▸ Text provided
-- START --
Tag Archives: Short story

January 2023: in praise of editors

From the simplest lyric to the most complex novel, literature is asking us to pay attention. Pay attention to the frog. Pay attention to the west wind. Pay attention to the boy on the raft, the lady on the tower, the old man on the train. In sum, pay attention to the world and all that dwells therein and thereby learn at last to pay attention to yourself and all that dwells therein.

Frederick Buechner, b. 1926

I had the pleasure of finalizing proofs for my story with Chelsea Lemon Fetzer, of Little Patuxent Review, in early January. Because of what she paid attention to, I discovered that my timeline was inconsistent, as was my use of bulleted lists. The first is a Big Deal for the flow of the story; the second is a Smaller Deal that would distract only the copyeditor-inclined among us. But both made me think harder about the story, the questions it raises, and how choices large and small impact its effectiveness.
-- END --
▸ Short problem
Answer these questions about the post praising editors, one per line:
(a) What does the opening quotation say literature is asking us to do, and whose name and birth year follow it?
(b) With which publication is Chelsea Lemon Fetzer named?
(c) Which two things in the story turned out to be inconsistent?

▸ Material provided
-- START --
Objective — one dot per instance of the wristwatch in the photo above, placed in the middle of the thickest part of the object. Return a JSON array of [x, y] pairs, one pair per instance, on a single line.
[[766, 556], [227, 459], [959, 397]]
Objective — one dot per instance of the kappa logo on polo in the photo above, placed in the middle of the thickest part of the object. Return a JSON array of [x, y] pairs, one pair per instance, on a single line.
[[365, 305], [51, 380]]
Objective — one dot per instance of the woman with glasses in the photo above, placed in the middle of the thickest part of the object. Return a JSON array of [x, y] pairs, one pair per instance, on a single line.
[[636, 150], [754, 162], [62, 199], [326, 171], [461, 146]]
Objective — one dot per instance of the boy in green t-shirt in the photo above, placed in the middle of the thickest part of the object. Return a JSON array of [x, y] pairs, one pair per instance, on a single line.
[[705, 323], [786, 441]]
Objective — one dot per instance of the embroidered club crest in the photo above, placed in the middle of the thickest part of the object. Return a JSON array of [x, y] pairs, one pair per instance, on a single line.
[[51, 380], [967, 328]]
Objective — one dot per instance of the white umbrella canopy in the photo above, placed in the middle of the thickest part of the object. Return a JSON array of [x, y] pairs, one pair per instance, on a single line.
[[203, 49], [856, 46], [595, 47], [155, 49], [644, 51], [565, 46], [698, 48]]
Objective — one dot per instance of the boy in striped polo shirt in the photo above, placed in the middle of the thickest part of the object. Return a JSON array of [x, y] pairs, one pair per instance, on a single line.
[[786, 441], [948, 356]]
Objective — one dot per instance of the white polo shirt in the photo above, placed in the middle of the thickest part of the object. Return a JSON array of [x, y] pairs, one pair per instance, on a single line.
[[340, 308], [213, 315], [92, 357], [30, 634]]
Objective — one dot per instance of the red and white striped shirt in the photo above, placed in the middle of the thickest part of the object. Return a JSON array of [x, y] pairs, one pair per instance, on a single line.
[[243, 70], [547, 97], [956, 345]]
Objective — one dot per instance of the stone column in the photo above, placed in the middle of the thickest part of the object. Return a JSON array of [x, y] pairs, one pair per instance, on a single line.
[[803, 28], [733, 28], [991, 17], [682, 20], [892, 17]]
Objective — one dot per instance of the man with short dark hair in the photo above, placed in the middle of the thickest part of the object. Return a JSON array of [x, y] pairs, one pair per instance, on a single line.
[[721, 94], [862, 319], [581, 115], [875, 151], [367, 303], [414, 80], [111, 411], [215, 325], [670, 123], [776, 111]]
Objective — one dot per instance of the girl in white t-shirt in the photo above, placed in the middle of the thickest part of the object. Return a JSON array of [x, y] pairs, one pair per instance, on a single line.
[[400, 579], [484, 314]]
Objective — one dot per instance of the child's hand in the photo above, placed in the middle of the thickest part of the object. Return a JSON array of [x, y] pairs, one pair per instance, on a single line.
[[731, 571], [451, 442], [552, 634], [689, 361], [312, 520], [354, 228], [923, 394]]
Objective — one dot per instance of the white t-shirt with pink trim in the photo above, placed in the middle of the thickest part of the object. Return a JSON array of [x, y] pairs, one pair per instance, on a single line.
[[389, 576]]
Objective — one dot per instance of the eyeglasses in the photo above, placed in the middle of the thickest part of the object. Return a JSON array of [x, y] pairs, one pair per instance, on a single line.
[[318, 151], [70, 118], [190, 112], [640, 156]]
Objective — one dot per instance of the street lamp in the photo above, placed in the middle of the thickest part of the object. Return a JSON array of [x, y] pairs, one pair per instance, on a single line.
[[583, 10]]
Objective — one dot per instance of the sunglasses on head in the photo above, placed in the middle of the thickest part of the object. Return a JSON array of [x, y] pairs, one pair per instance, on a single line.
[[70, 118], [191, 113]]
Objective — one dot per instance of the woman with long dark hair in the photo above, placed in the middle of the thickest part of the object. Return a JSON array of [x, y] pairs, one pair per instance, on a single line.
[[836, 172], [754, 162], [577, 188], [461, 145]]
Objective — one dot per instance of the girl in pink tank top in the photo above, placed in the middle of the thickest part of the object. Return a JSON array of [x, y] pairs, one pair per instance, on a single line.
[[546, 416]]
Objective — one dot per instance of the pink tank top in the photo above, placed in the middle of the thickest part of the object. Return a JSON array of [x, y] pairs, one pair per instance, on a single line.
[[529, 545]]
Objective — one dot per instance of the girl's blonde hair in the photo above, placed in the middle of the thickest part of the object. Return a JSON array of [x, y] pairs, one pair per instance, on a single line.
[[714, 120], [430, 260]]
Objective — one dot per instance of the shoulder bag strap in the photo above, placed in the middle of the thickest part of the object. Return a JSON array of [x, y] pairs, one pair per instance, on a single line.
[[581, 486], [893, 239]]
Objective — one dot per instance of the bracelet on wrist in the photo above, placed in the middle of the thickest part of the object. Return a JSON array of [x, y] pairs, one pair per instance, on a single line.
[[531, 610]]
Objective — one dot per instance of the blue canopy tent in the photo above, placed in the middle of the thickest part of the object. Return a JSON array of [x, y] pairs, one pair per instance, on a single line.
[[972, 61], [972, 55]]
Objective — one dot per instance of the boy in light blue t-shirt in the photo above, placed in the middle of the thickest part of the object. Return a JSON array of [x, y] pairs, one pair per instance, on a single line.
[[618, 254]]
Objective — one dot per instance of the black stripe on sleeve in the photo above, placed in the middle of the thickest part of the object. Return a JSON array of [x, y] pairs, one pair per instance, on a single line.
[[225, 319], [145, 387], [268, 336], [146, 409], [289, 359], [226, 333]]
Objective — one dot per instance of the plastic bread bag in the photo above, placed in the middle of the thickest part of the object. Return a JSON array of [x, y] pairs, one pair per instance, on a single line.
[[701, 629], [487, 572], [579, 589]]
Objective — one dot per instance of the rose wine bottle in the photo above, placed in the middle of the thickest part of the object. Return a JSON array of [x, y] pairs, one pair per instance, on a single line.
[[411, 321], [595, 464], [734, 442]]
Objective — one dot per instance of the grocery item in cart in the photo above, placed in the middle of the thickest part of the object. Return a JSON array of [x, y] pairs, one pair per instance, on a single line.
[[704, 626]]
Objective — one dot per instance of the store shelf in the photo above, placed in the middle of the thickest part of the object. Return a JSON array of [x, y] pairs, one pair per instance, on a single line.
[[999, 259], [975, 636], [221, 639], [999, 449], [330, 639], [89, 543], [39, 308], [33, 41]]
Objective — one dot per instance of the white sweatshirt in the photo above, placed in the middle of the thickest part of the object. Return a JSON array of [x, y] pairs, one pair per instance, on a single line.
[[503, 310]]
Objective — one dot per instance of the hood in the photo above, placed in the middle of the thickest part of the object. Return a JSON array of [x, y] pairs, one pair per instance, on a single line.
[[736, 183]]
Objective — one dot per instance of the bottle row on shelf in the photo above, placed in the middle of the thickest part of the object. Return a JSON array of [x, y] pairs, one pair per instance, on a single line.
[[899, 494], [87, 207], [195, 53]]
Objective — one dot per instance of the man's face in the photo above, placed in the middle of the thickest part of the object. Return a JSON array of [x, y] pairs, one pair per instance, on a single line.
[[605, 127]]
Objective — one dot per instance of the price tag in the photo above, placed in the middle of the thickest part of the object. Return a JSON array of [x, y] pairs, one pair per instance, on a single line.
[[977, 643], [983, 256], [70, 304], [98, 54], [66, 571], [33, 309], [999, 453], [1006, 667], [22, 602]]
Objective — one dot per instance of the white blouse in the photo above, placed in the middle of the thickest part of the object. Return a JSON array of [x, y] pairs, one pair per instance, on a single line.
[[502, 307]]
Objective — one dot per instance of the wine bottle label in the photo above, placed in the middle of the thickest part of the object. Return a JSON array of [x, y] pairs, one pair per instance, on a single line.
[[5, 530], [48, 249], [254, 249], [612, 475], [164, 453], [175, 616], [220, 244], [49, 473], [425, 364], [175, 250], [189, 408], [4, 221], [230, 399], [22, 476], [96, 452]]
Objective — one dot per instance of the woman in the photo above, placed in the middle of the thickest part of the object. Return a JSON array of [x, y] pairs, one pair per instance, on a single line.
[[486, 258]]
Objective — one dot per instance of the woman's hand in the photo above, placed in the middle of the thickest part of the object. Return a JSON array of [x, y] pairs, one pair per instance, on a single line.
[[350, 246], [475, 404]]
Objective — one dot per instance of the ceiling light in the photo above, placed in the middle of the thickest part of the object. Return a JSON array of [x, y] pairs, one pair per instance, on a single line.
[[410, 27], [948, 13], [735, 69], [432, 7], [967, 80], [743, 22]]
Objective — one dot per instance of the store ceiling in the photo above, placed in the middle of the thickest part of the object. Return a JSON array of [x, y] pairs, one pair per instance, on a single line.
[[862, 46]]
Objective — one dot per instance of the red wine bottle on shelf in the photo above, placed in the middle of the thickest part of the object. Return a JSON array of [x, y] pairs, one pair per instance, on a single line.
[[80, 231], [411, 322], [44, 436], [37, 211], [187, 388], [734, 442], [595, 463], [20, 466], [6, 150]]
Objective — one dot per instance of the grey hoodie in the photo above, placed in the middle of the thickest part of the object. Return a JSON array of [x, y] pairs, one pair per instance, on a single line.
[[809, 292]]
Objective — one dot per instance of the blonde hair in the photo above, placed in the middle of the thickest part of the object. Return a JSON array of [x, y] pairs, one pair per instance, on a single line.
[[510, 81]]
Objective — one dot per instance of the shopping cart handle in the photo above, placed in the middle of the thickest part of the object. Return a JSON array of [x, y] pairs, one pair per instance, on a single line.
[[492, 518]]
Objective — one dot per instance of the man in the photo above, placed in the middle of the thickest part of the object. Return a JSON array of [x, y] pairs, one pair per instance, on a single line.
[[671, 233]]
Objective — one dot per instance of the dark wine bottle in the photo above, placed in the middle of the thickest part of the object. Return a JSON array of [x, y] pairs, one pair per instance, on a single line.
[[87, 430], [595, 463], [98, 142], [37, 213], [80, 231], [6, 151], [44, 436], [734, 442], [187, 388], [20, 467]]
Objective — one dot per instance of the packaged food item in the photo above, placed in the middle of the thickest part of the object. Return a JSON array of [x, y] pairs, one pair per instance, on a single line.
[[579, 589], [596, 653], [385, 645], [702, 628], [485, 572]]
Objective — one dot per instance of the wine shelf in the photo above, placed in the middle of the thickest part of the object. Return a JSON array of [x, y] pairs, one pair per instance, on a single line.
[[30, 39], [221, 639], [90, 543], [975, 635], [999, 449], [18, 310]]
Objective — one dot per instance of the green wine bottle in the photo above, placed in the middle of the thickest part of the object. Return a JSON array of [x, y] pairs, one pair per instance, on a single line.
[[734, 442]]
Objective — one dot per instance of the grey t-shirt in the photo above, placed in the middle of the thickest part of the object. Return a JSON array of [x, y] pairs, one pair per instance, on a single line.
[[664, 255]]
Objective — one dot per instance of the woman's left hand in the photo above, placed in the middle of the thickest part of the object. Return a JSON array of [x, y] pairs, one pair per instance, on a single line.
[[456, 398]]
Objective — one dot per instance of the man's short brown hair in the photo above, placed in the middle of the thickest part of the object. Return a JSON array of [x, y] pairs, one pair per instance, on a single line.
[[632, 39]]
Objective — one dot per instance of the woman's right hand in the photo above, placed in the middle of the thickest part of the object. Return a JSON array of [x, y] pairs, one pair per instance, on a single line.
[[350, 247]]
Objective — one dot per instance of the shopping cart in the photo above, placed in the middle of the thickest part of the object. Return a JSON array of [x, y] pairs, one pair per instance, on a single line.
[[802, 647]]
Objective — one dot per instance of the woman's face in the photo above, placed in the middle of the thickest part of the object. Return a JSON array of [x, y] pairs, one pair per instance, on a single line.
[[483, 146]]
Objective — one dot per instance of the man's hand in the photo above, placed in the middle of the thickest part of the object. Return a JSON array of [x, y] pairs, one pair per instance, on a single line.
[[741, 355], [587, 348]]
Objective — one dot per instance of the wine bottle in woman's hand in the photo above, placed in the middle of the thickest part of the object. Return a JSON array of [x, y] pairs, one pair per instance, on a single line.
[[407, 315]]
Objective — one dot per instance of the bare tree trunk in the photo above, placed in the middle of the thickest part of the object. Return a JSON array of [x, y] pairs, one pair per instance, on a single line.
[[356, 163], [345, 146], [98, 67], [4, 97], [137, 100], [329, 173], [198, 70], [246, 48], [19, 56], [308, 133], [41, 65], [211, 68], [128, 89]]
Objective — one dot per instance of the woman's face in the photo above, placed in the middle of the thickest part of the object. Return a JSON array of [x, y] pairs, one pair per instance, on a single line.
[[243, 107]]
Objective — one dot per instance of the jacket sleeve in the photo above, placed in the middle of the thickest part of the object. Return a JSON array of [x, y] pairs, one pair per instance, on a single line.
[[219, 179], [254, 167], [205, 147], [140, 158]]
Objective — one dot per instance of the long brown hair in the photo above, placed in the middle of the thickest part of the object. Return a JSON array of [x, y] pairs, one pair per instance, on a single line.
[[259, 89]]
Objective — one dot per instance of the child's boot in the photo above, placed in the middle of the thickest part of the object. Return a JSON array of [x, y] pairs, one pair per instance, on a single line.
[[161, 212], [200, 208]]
-- END --
▸ The reply
(a) Pay attention; Frederick Buechner, born 1926.
(b) Little Patuxent Review.
(c) The timeline and the use of bulleted lists.